== OBJECTIVE ==
Turn everything from the start of the entries below down to the line containing "column 406, row 241" into a numbered list, leaving out blank lines.

== SUPPLIED RECORDS ==
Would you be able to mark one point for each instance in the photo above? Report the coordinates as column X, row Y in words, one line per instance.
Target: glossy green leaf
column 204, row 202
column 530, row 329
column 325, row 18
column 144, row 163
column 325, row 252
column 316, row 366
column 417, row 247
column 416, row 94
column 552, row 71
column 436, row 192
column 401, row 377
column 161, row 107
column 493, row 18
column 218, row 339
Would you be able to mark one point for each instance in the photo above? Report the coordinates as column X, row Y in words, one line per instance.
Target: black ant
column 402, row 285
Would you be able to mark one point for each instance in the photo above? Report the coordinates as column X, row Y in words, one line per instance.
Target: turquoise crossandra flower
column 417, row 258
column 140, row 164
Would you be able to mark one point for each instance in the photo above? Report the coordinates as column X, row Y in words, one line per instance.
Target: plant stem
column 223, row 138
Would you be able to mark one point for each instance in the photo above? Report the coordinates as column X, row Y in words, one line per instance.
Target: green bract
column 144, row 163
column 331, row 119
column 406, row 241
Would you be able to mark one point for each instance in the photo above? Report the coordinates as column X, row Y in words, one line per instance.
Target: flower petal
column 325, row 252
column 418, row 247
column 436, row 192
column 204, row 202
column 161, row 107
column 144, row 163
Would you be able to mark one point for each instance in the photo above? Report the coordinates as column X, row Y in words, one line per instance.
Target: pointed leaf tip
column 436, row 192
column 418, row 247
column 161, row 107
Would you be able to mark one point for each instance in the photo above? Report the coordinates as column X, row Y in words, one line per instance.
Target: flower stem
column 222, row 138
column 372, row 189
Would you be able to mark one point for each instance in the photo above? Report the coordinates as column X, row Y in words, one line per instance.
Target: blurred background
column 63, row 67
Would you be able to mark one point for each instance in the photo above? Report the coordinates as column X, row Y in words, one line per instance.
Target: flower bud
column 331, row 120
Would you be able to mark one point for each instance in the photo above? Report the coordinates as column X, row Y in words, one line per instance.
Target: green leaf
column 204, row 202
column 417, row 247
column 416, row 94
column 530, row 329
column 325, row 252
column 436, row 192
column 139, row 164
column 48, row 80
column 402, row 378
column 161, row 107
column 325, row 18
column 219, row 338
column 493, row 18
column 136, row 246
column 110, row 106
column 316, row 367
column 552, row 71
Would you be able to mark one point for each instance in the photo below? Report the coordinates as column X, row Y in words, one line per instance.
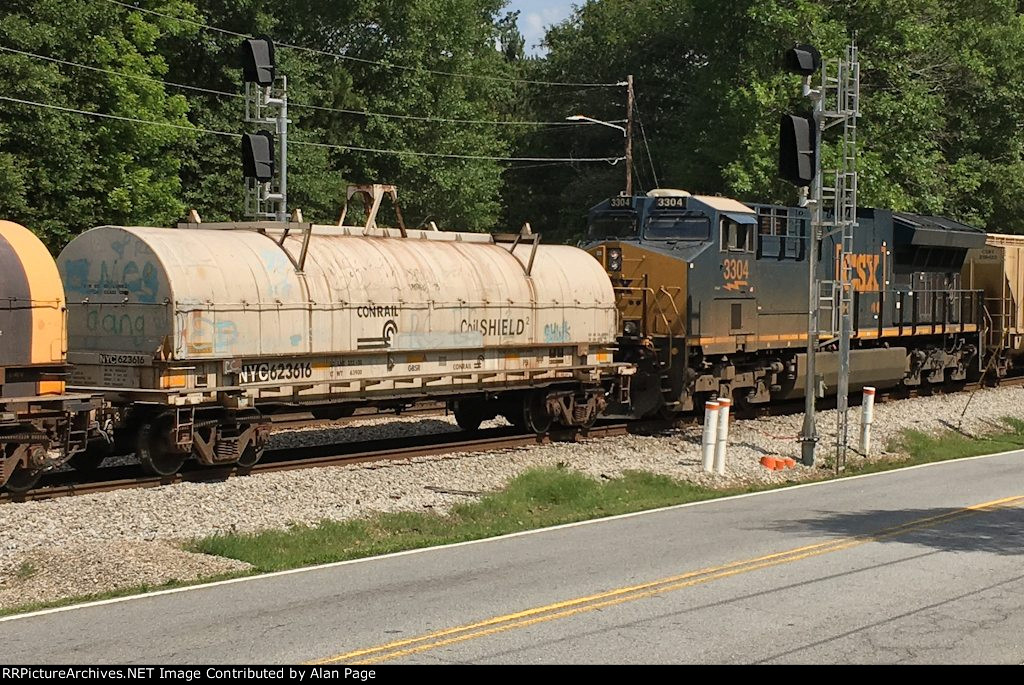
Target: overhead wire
column 357, row 148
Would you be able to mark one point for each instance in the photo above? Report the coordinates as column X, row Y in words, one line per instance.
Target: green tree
column 941, row 83
column 60, row 172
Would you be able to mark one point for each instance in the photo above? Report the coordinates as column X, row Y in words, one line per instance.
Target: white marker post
column 866, row 417
column 711, row 434
column 723, row 435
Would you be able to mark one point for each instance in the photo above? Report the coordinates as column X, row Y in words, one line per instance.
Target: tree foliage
column 942, row 84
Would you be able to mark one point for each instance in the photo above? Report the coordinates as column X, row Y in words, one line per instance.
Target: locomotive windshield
column 678, row 226
column 612, row 224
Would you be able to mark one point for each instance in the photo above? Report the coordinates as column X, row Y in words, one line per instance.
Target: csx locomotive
column 181, row 341
column 714, row 299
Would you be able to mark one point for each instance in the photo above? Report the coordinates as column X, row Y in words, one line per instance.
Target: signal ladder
column 838, row 217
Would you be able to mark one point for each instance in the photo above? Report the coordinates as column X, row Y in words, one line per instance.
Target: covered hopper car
column 195, row 334
column 41, row 425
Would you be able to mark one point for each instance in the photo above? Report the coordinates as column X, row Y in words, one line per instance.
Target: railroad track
column 292, row 421
column 68, row 483
column 124, row 477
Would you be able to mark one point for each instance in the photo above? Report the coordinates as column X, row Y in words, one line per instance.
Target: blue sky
column 536, row 15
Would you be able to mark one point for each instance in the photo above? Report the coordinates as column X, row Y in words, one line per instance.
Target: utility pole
column 629, row 136
column 800, row 163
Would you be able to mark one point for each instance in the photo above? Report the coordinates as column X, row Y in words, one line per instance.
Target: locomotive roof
column 927, row 230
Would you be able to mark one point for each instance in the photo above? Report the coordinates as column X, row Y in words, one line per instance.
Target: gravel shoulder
column 98, row 543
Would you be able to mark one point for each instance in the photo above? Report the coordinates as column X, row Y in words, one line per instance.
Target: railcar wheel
column 468, row 415
column 154, row 452
column 535, row 413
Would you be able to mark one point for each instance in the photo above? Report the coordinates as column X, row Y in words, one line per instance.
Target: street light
column 597, row 121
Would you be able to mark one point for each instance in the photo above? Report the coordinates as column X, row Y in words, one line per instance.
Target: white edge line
column 520, row 533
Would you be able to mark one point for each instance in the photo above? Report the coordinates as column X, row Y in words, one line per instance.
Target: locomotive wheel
column 23, row 480
column 467, row 415
column 535, row 413
column 154, row 453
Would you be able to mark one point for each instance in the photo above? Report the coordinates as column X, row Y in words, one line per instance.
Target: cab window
column 606, row 225
column 677, row 226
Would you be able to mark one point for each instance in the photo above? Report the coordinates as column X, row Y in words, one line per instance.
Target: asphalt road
column 921, row 565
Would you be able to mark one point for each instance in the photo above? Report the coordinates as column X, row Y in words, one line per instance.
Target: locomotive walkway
column 920, row 565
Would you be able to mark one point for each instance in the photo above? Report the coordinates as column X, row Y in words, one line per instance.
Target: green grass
column 921, row 447
column 534, row 500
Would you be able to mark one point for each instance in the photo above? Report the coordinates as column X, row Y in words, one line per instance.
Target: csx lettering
column 865, row 271
column 378, row 311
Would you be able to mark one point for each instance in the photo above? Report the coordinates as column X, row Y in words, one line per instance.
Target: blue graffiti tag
column 557, row 332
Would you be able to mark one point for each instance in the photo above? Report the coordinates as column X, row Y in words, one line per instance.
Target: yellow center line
column 571, row 607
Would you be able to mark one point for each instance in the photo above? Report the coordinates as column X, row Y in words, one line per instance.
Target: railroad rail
column 67, row 483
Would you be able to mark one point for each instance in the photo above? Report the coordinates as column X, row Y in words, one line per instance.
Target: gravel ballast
column 96, row 543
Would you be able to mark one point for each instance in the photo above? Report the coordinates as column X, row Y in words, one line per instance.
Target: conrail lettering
column 378, row 311
column 496, row 327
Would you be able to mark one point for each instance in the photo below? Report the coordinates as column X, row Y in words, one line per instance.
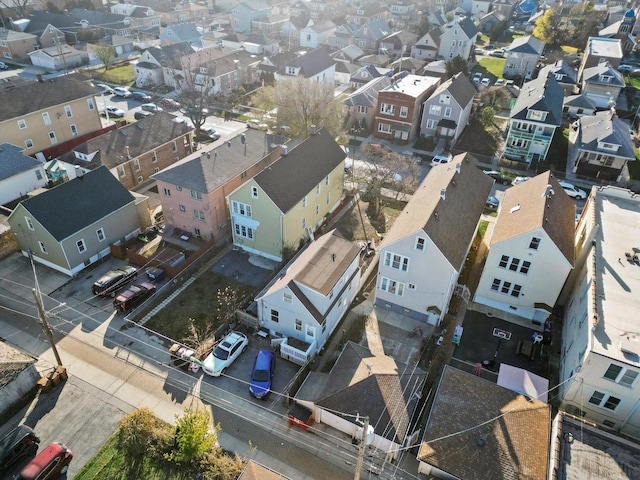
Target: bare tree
column 105, row 53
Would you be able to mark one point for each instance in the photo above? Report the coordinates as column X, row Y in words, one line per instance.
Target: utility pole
column 362, row 450
column 45, row 325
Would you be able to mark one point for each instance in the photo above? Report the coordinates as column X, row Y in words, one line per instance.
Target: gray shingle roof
column 450, row 223
column 207, row 174
column 294, row 175
column 13, row 161
column 543, row 94
column 36, row 96
column 74, row 205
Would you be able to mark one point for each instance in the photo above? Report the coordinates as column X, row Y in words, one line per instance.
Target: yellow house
column 287, row 202
column 38, row 116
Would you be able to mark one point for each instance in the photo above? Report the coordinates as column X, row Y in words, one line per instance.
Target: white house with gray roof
column 522, row 57
column 71, row 226
column 531, row 252
column 446, row 112
column 600, row 146
column 600, row 345
column 19, row 173
column 423, row 253
column 533, row 120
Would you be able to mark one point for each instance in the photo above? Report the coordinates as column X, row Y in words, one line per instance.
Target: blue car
column 262, row 373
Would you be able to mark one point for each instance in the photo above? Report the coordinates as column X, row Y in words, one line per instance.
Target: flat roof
column 617, row 280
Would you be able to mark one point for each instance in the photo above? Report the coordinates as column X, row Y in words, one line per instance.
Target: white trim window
column 392, row 286
column 395, row 261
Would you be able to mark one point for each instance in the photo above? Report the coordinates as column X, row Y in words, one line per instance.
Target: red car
column 134, row 296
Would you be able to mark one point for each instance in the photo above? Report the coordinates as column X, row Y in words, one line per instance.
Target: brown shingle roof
column 450, row 223
column 525, row 207
column 478, row 430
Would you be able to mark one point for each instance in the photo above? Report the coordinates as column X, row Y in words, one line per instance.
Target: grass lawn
column 199, row 301
column 492, row 66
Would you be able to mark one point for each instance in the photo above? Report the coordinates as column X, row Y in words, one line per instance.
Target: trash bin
column 155, row 274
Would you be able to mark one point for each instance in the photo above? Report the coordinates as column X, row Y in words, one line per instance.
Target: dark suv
column 19, row 443
column 113, row 280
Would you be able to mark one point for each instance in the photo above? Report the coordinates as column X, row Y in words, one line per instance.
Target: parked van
column 48, row 464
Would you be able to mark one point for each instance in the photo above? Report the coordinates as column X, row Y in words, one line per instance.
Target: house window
column 241, row 209
column 244, row 232
column 395, row 261
column 535, row 243
column 387, row 108
column 391, row 286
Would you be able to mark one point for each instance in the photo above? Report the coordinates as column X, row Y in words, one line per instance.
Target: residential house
column 458, row 38
column 368, row 36
column 602, row 84
column 244, row 14
column 284, row 205
column 136, row 151
column 361, row 105
column 19, row 173
column 193, row 192
column 578, row 105
column 522, row 57
column 16, row 45
column 103, row 212
column 316, row 65
column 156, row 62
column 43, row 114
column 600, row 146
column 507, row 438
column 600, row 358
column 317, row 34
column 533, row 120
column 599, row 50
column 305, row 302
column 565, row 75
column 530, row 252
column 57, row 58
column 490, row 21
column 400, row 107
column 423, row 253
column 374, row 386
column 426, row 48
column 181, row 33
column 446, row 112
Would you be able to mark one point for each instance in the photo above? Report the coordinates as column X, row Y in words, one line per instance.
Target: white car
column 114, row 111
column 441, row 160
column 122, row 92
column 573, row 191
column 224, row 353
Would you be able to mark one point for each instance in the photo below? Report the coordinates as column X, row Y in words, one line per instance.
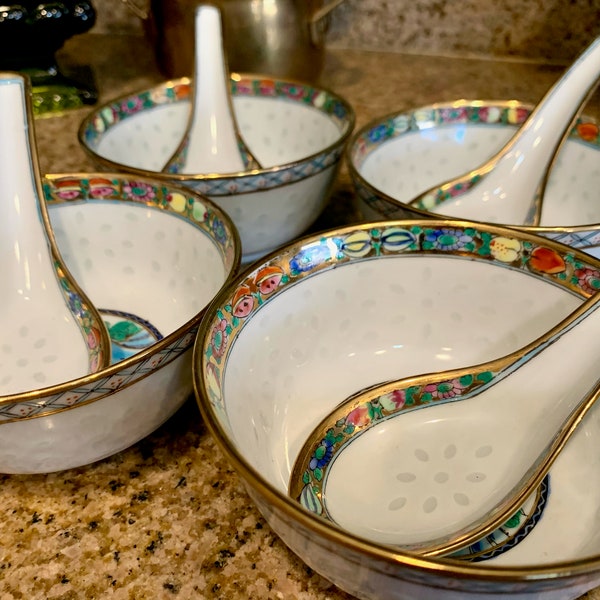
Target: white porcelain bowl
column 150, row 257
column 395, row 158
column 296, row 131
column 299, row 331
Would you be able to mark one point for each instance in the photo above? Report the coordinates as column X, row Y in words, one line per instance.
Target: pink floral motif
column 588, row 279
column 445, row 390
column 218, row 338
column 359, row 416
column 393, row 401
column 505, row 249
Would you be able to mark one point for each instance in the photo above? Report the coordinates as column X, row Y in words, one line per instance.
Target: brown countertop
column 169, row 518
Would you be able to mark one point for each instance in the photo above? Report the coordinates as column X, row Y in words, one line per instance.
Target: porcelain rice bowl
column 305, row 327
column 296, row 131
column 394, row 158
column 150, row 256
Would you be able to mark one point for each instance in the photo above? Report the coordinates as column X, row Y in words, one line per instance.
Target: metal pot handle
column 318, row 24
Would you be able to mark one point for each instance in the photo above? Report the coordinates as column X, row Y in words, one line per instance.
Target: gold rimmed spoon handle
column 501, row 385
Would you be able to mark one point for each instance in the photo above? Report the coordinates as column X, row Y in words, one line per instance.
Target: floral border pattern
column 106, row 187
column 336, row 108
column 555, row 264
column 585, row 130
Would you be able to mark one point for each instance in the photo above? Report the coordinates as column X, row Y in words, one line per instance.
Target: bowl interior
column 299, row 334
column 148, row 264
column 279, row 128
column 406, row 154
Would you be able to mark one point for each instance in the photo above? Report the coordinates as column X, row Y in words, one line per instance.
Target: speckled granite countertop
column 168, row 518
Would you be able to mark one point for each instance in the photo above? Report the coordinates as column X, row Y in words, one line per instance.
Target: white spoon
column 51, row 333
column 212, row 142
column 437, row 479
column 509, row 187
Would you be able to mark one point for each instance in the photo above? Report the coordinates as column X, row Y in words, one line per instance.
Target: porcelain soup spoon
column 51, row 333
column 434, row 481
column 509, row 187
column 212, row 142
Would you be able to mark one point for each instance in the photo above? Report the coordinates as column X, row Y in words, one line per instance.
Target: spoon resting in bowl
column 211, row 142
column 51, row 332
column 509, row 187
column 434, row 481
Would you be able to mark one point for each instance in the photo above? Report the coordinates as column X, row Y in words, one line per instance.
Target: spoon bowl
column 509, row 188
column 297, row 332
column 51, row 331
column 297, row 131
column 498, row 475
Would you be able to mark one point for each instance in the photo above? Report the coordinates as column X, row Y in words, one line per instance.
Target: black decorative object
column 31, row 32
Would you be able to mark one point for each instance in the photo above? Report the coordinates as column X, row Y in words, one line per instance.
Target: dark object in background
column 31, row 32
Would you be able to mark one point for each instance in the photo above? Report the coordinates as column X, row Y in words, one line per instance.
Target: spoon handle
column 45, row 312
column 212, row 142
column 540, row 407
column 512, row 183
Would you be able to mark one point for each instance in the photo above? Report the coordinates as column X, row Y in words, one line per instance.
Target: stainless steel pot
column 284, row 38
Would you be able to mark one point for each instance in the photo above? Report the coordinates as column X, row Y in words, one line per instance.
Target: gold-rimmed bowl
column 302, row 329
column 151, row 257
column 297, row 132
column 396, row 157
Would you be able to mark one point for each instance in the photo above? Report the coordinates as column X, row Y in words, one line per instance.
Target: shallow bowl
column 150, row 257
column 395, row 158
column 302, row 329
column 296, row 131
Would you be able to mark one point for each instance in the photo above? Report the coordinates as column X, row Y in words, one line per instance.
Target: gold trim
column 389, row 557
column 189, row 179
column 127, row 363
column 407, row 207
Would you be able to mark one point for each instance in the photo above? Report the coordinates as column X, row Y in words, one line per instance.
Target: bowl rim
column 395, row 558
column 37, row 395
column 402, row 208
column 349, row 122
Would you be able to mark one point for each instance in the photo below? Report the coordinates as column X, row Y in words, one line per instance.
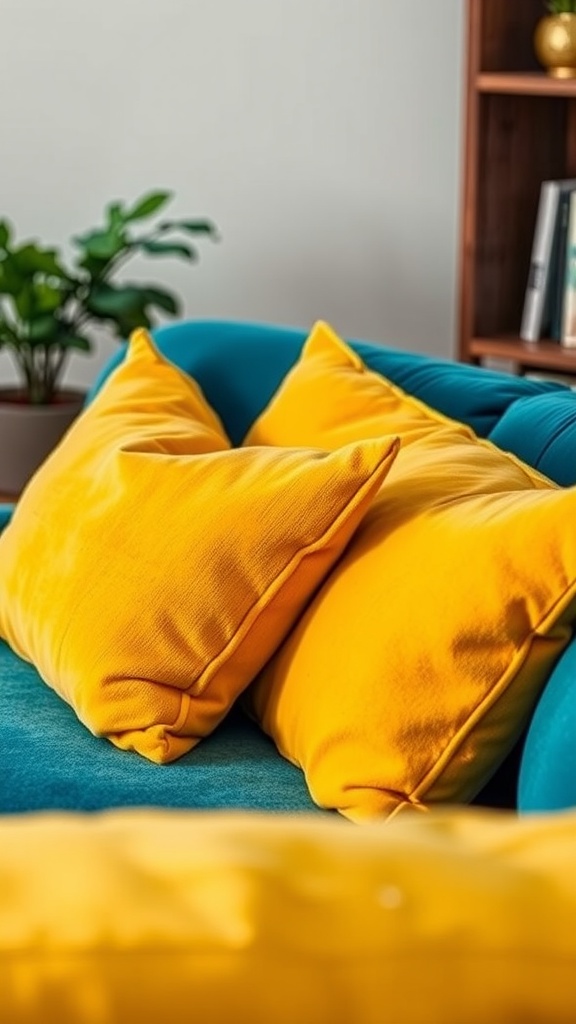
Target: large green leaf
column 147, row 205
column 162, row 299
column 115, row 301
column 77, row 341
column 31, row 259
column 48, row 298
column 24, row 301
column 42, row 329
column 101, row 245
column 115, row 215
column 11, row 279
column 192, row 226
column 155, row 248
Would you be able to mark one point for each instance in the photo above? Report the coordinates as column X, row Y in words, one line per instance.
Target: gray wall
column 323, row 136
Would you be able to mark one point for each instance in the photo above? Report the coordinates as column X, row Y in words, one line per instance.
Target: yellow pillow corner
column 416, row 666
column 150, row 570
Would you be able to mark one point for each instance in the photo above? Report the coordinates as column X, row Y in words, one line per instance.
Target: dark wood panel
column 522, row 143
column 540, row 354
column 526, row 83
column 506, row 34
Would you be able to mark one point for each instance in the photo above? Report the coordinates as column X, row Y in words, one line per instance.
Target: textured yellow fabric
column 413, row 671
column 458, row 919
column 149, row 570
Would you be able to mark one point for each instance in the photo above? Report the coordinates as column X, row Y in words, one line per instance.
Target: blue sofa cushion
column 541, row 430
column 239, row 367
column 63, row 767
column 547, row 770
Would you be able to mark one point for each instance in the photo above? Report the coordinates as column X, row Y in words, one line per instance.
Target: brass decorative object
column 554, row 44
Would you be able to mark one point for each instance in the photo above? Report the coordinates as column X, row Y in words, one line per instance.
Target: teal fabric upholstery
column 547, row 770
column 240, row 366
column 49, row 760
column 5, row 513
column 541, row 430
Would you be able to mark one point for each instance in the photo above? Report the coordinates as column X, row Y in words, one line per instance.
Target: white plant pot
column 28, row 434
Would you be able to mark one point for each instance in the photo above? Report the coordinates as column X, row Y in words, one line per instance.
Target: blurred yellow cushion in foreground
column 443, row 919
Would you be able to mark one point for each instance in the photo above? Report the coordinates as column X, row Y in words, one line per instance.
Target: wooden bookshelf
column 520, row 130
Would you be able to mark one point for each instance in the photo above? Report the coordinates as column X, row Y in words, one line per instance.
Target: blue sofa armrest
column 6, row 509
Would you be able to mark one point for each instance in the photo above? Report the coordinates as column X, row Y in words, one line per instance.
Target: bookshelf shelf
column 520, row 131
column 536, row 84
column 536, row 354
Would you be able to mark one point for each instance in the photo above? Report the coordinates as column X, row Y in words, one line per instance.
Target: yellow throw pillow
column 415, row 668
column 150, row 571
column 460, row 918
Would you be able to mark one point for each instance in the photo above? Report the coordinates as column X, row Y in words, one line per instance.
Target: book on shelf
column 540, row 315
column 568, row 334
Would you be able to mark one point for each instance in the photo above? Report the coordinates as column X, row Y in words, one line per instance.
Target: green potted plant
column 554, row 39
column 48, row 306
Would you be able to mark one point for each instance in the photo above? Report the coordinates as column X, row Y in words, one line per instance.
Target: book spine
column 534, row 301
column 558, row 279
column 568, row 336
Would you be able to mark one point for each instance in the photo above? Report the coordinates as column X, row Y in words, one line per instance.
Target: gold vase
column 554, row 43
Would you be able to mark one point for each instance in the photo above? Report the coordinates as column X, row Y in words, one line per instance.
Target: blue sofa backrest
column 239, row 366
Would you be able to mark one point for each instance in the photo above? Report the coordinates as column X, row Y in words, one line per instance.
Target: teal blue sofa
column 50, row 762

== FULL ANSWER ==
1. Would you be able to mark one point for each instance in the photo above? Report the coordinates as column X, row Y in words, one line per instance.
2. Target: glossy green leaf
3. column 204, row 202
4. column 530, row 329
5. column 325, row 18
6. column 144, row 163
7. column 325, row 252
8. column 316, row 366
9. column 417, row 247
10. column 416, row 94
11. column 552, row 71
12. column 436, row 192
13. column 401, row 377
14. column 161, row 107
15. column 493, row 18
16. column 218, row 339
17. Would you be able to mark one point for each instance in the photo above? Report the coordinates as column X, row Y in words, one line per instance.
18. Target: black ant
19. column 402, row 285
20. Would you be able to mark one point for each instance in the photo above? Report the coordinates as column X, row Y in words, one line per instance.
21. Target: turquoise crossandra flower
22. column 417, row 258
23. column 140, row 164
24. Would you be able to mark one point for each instance in the photo above? Report the coordinates as column X, row Y in words, one line per instance.
25. Target: plant stem
26. column 223, row 138
27. Would you be able to mark one point for each instance in the photo above? Report the coordinates as column X, row Y in words, one line per instance.
28. Target: green bract
29. column 144, row 163
30. column 331, row 119
31. column 406, row 241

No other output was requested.